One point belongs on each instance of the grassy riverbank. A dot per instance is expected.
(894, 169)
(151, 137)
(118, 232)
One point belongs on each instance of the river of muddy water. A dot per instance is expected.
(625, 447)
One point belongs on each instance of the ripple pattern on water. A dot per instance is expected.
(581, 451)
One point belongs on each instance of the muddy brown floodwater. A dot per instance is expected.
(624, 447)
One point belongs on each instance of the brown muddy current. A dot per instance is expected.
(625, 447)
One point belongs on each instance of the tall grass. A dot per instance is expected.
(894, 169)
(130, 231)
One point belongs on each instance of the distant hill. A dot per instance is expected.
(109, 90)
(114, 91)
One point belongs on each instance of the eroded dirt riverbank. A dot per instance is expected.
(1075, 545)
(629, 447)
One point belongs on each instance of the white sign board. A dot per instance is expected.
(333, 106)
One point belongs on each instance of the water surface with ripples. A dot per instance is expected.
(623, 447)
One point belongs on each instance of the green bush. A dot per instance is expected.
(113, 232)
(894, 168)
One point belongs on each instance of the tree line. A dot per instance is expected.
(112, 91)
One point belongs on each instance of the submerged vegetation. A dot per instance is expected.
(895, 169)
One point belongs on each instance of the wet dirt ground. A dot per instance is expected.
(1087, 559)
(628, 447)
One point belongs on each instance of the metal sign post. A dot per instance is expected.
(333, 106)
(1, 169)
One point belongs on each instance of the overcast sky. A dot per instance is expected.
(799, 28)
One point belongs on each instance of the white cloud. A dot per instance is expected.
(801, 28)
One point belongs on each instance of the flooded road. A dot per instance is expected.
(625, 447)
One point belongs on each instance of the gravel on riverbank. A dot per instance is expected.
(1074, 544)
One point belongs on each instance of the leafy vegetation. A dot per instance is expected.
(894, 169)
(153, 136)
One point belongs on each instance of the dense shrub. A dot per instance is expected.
▬▬▬▬▬▬▬▬▬▬
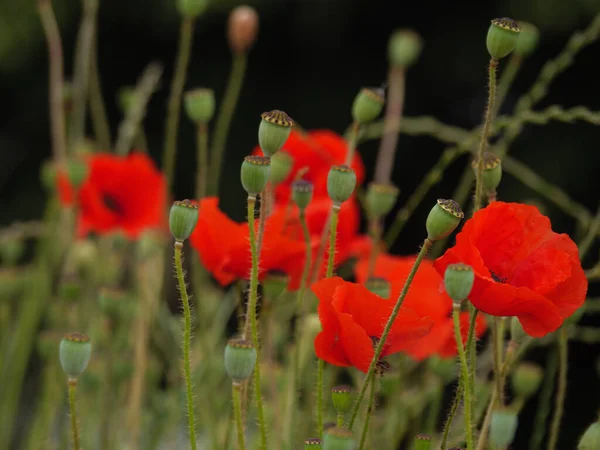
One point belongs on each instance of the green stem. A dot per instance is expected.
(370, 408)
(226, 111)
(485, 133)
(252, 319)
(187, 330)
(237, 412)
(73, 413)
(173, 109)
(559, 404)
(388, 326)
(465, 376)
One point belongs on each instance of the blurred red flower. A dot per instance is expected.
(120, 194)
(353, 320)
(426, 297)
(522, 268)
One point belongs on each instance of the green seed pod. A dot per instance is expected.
▬▬▬▬▬▬▬▬▬▬
=== The exercise ===
How many lines of the records above contain the string "brown"? Reply with the number alone.

=== Result of the task ===
2